***** Supplied records
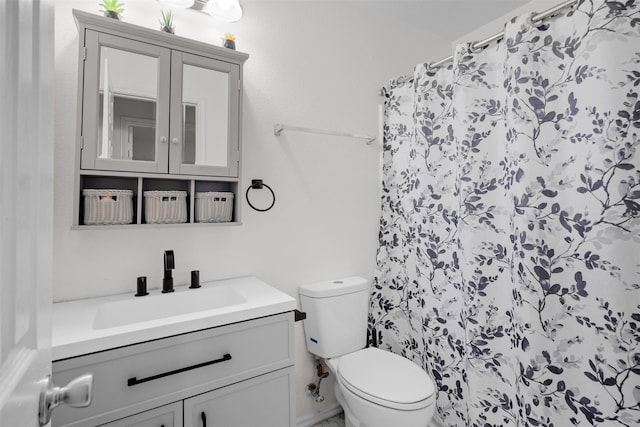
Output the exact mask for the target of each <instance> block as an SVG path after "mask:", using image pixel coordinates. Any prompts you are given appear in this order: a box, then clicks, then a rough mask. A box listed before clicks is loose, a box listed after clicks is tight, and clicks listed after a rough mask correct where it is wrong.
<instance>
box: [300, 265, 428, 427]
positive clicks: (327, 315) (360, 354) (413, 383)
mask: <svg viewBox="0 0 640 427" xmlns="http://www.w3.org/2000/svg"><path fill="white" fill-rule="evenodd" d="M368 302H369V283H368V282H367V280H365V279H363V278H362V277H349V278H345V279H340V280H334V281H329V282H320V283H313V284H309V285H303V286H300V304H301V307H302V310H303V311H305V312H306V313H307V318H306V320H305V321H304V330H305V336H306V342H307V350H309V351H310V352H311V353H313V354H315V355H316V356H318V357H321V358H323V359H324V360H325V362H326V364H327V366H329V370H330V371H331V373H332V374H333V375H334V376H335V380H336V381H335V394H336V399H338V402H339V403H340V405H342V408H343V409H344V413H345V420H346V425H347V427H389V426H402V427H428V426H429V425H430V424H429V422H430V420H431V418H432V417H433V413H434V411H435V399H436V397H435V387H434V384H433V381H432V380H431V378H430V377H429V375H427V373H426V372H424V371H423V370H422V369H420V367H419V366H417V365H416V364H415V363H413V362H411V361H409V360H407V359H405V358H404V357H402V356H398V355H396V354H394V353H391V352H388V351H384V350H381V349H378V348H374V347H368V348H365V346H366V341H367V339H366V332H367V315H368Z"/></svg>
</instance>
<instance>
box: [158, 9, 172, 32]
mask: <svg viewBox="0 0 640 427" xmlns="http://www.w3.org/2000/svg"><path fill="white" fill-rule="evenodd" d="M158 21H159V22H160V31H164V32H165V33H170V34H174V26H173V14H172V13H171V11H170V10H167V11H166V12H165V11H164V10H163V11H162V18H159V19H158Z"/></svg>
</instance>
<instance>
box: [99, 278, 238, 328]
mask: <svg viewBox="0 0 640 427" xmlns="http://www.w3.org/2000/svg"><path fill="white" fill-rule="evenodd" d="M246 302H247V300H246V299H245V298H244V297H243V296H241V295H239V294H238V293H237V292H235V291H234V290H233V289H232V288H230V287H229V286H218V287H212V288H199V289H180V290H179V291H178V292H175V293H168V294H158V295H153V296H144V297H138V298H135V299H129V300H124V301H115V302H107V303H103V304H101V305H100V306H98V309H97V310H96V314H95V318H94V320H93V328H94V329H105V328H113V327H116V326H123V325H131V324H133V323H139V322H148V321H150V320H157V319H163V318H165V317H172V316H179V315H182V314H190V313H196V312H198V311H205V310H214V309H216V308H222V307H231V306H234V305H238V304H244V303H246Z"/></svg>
**********
***** Supplied records
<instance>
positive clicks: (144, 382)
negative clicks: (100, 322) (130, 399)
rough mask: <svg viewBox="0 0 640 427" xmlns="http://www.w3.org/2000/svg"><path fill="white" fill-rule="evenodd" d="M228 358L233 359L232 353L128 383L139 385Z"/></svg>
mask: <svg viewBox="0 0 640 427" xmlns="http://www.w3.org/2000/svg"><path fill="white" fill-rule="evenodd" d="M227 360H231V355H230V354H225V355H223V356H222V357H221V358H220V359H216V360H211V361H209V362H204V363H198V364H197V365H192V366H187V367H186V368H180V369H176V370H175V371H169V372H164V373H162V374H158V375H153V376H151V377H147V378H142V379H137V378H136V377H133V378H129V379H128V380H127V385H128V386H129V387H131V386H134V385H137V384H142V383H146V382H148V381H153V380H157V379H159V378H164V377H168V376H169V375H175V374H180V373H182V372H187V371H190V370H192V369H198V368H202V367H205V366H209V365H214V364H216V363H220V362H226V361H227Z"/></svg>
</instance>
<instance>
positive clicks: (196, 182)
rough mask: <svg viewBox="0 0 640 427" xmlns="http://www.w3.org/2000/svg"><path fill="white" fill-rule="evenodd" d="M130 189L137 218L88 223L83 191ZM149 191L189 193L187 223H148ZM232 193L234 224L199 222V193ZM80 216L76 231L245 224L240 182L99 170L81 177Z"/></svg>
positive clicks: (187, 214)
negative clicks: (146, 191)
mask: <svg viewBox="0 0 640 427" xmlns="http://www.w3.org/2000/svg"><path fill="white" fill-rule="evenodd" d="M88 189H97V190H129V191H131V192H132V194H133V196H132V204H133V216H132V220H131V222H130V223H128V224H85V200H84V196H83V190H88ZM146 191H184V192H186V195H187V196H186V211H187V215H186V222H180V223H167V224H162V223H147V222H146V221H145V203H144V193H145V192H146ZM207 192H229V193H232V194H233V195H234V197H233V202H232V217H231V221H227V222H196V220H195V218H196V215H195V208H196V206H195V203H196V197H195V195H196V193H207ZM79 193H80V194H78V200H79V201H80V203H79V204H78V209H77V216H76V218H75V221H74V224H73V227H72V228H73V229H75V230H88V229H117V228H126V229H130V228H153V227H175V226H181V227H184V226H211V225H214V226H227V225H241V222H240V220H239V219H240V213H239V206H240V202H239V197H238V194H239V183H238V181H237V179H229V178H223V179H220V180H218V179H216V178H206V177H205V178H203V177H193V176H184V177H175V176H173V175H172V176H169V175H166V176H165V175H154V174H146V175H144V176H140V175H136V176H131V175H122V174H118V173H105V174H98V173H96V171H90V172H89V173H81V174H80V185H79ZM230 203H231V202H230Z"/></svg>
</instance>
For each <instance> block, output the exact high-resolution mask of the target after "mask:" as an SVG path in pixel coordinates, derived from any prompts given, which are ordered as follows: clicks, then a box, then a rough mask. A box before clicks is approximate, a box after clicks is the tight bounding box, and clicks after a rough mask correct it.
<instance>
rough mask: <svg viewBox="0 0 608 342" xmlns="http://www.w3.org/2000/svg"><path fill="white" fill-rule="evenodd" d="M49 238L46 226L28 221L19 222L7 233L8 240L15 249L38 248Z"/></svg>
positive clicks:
**********
The lines to show are those in the data above that include "each".

Output the exact mask for the target of each <instance> block as an SVG path after "mask:", using image pixel coordinates. Any prompts you are given appear in this order: a box, then clicks, then a rough mask. A box listed before clicks is loose, a box listed after clicks is tight, and clicks listed after a rough mask correct where it is wrong.
For each <instance> block, output the exact high-resolution mask of the target after "mask:" as an SVG path in pixel coordinates, derived from any prompts given, which are ordered as follows: clicks, then a box, then a rough mask. A box before clicks is approximate, a box after clicks is the tight bounding box, and clicks after a rough mask correct it.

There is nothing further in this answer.